=== Goal ===
How many lines in the entries below contain the string "side" with its case matched exactly? Reply with the number alone.

=== Material to process ===
-------

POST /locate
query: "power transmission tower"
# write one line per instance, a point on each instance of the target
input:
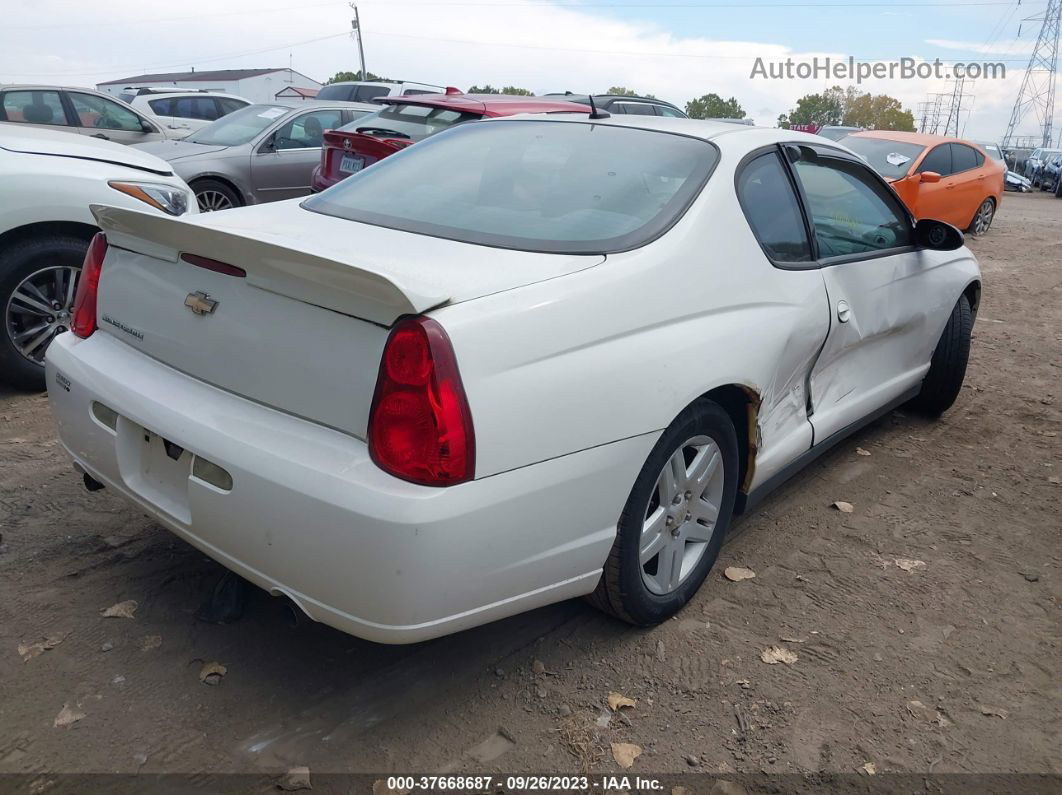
(930, 116)
(1038, 86)
(954, 120)
(356, 26)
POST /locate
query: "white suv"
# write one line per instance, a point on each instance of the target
(48, 180)
(367, 90)
(184, 113)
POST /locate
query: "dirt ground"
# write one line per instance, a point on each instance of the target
(925, 623)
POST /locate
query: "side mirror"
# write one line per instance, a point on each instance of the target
(937, 235)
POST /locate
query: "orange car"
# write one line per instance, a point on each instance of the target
(939, 177)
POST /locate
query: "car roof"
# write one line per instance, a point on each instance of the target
(511, 104)
(294, 104)
(742, 137)
(923, 139)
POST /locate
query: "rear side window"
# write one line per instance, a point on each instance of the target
(773, 212)
(202, 108)
(409, 121)
(336, 93)
(634, 108)
(228, 105)
(537, 186)
(161, 107)
(939, 159)
(33, 107)
(964, 158)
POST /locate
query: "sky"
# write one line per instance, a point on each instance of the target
(673, 49)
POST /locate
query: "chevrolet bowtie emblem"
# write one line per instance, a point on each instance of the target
(200, 303)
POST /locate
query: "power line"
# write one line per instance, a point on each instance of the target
(632, 52)
(480, 3)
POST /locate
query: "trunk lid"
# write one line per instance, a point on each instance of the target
(304, 329)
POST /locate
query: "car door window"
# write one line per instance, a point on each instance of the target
(367, 93)
(161, 107)
(852, 211)
(307, 131)
(771, 207)
(101, 114)
(963, 158)
(201, 108)
(939, 159)
(33, 107)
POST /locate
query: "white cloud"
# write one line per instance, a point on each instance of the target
(1013, 47)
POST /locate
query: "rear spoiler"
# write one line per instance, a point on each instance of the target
(349, 288)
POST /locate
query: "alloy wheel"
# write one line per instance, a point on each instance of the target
(39, 308)
(212, 200)
(682, 515)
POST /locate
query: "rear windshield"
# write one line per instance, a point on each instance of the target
(414, 122)
(540, 186)
(239, 126)
(891, 159)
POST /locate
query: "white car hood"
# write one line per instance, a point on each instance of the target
(84, 148)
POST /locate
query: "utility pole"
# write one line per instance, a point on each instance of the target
(356, 24)
(1038, 86)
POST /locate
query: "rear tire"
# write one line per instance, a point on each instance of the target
(700, 451)
(948, 367)
(212, 195)
(29, 262)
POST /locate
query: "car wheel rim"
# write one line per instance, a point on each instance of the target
(212, 200)
(682, 515)
(40, 308)
(983, 219)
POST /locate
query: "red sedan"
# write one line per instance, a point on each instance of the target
(406, 120)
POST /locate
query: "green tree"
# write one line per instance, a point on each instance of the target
(852, 107)
(878, 111)
(714, 106)
(348, 76)
(820, 108)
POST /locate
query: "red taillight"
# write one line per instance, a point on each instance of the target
(83, 318)
(420, 427)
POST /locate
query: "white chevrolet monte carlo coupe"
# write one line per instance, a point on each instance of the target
(525, 360)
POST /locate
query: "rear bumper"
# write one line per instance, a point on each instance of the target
(311, 517)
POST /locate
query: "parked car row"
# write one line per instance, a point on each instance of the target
(50, 179)
(940, 177)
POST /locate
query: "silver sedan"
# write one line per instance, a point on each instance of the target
(261, 153)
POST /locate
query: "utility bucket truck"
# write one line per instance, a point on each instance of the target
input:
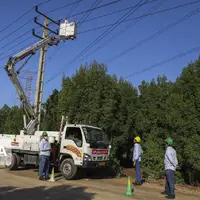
(78, 145)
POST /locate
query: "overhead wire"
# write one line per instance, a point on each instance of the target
(64, 6)
(118, 11)
(95, 4)
(127, 14)
(122, 31)
(142, 16)
(156, 34)
(178, 56)
(83, 12)
(16, 20)
(97, 28)
(74, 6)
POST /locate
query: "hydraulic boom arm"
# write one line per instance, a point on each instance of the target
(69, 33)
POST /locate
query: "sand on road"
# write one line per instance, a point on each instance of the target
(24, 185)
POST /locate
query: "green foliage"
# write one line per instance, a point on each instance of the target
(161, 109)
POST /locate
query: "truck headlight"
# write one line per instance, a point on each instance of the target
(87, 157)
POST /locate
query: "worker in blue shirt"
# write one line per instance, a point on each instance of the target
(137, 154)
(44, 156)
(171, 163)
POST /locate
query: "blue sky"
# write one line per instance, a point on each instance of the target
(180, 38)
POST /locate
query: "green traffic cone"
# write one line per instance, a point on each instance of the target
(129, 188)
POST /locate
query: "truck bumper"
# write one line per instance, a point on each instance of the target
(94, 164)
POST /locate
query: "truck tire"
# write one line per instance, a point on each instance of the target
(68, 169)
(13, 164)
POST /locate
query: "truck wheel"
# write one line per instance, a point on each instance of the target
(13, 164)
(68, 169)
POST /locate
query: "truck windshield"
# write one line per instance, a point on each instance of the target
(94, 135)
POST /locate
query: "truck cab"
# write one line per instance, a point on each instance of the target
(82, 146)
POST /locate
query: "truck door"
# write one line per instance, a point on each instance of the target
(72, 143)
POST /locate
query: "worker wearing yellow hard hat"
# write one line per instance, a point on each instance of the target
(137, 154)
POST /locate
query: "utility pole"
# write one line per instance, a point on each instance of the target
(40, 78)
(41, 67)
(28, 76)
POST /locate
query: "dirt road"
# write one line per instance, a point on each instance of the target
(24, 185)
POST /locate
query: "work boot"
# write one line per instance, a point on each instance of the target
(41, 178)
(170, 197)
(137, 183)
(164, 193)
(46, 178)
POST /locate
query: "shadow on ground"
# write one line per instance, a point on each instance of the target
(42, 193)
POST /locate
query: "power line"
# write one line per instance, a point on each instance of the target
(156, 34)
(176, 7)
(15, 39)
(94, 5)
(19, 50)
(142, 16)
(98, 7)
(64, 6)
(118, 11)
(127, 14)
(104, 5)
(69, 13)
(120, 32)
(73, 7)
(8, 26)
(164, 62)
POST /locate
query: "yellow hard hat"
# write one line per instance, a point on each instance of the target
(137, 139)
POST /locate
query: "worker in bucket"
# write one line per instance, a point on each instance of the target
(171, 163)
(45, 150)
(137, 154)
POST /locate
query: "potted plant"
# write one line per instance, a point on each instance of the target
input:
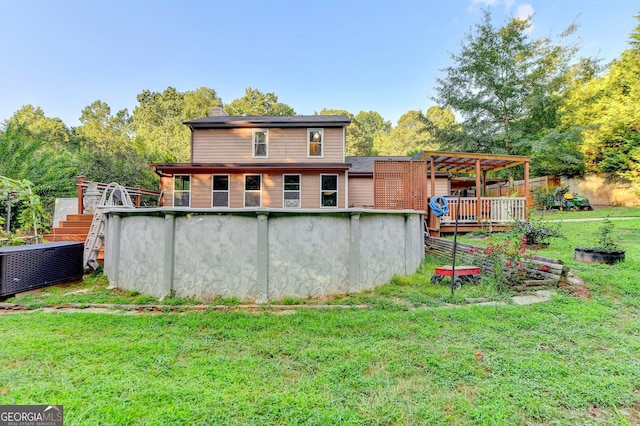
(536, 232)
(606, 249)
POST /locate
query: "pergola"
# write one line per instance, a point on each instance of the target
(475, 164)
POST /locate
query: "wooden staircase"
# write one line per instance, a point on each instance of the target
(75, 228)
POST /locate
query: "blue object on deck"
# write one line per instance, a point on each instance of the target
(439, 205)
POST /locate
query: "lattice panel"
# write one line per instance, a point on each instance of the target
(399, 185)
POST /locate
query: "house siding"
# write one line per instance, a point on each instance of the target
(201, 191)
(361, 191)
(272, 189)
(285, 146)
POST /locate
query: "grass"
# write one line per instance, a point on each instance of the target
(409, 358)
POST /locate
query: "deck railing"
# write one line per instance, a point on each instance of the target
(492, 210)
(137, 193)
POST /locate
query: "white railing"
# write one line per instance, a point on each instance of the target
(492, 209)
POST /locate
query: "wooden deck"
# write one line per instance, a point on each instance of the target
(494, 213)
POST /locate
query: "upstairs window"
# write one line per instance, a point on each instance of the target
(220, 196)
(291, 191)
(252, 190)
(260, 139)
(329, 190)
(181, 190)
(315, 139)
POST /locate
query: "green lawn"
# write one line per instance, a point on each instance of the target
(415, 355)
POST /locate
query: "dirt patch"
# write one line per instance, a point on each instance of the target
(575, 287)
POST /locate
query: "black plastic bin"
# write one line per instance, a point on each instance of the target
(27, 267)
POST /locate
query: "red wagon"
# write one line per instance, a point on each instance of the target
(463, 275)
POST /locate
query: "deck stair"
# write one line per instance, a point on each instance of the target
(114, 195)
(74, 228)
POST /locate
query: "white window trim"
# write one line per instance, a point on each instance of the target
(244, 189)
(322, 142)
(213, 191)
(253, 143)
(173, 182)
(337, 190)
(299, 190)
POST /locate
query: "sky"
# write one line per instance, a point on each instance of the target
(383, 56)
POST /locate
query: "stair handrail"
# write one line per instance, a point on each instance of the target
(114, 195)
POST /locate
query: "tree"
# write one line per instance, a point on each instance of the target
(410, 136)
(101, 130)
(32, 122)
(52, 172)
(256, 103)
(371, 124)
(158, 120)
(607, 110)
(503, 84)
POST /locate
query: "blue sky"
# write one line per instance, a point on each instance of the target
(379, 56)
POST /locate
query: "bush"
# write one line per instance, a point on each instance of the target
(536, 231)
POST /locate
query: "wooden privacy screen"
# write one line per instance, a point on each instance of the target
(399, 185)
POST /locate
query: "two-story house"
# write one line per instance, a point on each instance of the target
(265, 161)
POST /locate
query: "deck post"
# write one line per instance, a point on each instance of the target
(262, 273)
(354, 252)
(478, 192)
(169, 253)
(79, 183)
(112, 262)
(526, 189)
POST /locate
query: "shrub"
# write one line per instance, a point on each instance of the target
(536, 231)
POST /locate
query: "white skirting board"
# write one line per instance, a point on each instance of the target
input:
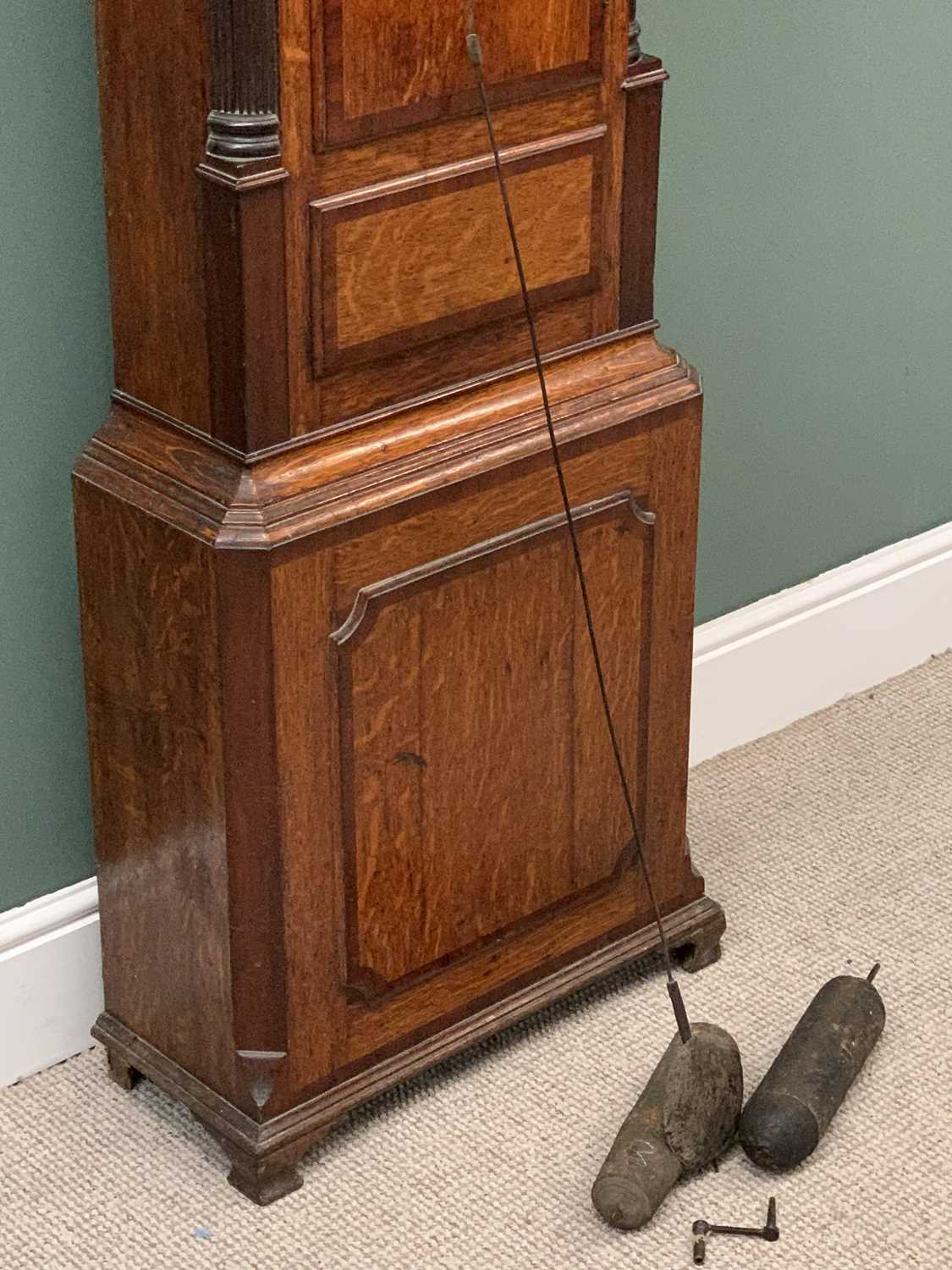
(51, 982)
(756, 671)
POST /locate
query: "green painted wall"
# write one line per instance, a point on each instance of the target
(55, 373)
(805, 264)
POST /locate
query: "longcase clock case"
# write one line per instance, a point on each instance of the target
(355, 800)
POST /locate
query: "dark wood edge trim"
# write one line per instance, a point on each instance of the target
(683, 926)
(631, 83)
(146, 498)
(239, 182)
(212, 1109)
(251, 525)
(399, 185)
(447, 394)
(131, 403)
(462, 457)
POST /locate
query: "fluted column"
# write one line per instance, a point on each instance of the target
(243, 124)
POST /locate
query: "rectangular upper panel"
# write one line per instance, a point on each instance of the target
(383, 65)
(411, 261)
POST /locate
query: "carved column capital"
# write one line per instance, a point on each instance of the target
(243, 124)
(634, 37)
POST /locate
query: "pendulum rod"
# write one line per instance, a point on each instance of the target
(475, 53)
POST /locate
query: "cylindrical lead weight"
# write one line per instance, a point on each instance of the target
(795, 1102)
(685, 1115)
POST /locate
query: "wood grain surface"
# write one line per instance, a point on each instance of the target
(355, 802)
(404, 266)
(388, 65)
(494, 637)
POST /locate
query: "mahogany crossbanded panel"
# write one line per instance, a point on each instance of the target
(406, 262)
(383, 65)
(476, 777)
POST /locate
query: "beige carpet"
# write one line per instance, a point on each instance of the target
(830, 846)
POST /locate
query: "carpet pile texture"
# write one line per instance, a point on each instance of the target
(830, 848)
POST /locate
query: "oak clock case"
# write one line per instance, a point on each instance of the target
(355, 800)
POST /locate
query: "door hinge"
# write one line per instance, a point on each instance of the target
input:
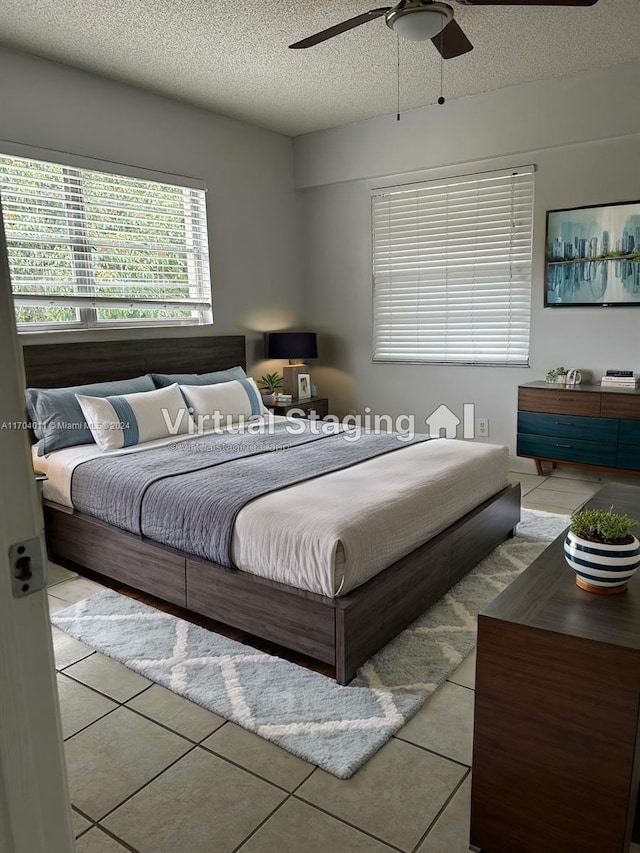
(28, 572)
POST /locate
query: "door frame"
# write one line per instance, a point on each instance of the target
(35, 813)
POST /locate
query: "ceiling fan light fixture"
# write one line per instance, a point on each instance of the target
(418, 21)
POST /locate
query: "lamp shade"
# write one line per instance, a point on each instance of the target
(292, 345)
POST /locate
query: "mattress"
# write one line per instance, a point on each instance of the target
(330, 534)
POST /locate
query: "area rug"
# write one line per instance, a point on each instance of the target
(337, 728)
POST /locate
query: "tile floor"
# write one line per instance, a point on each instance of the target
(151, 772)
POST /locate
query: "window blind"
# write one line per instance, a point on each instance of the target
(90, 248)
(452, 269)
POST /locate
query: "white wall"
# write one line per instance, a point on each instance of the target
(252, 204)
(583, 135)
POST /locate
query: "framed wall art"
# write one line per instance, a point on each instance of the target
(593, 256)
(304, 386)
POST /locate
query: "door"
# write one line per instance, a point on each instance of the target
(35, 815)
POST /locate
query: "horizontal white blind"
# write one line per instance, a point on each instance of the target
(452, 270)
(93, 248)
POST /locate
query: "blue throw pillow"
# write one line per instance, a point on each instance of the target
(57, 417)
(163, 380)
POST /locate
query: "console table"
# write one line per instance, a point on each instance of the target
(583, 425)
(556, 757)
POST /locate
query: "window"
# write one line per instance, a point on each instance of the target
(92, 249)
(452, 270)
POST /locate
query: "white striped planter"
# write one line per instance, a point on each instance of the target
(601, 568)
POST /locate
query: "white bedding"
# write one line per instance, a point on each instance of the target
(331, 534)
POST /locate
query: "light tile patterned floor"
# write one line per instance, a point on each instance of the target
(151, 772)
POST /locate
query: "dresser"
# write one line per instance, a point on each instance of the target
(582, 425)
(556, 754)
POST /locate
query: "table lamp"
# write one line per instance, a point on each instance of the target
(295, 346)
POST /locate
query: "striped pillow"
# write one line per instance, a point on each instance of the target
(224, 403)
(128, 419)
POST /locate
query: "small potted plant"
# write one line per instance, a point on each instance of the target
(602, 550)
(269, 385)
(557, 376)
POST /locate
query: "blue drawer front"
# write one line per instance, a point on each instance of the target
(569, 426)
(629, 457)
(629, 432)
(567, 449)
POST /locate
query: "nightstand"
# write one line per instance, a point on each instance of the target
(314, 407)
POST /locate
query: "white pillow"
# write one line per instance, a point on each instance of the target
(128, 419)
(224, 403)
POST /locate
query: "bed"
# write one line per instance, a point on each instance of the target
(339, 617)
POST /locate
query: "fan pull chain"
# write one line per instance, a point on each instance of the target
(441, 98)
(398, 76)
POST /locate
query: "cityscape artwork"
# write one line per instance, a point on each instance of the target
(593, 256)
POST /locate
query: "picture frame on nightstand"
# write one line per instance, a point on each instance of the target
(304, 386)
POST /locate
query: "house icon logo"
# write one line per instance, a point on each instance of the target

-------

=== Exercise answer ===
2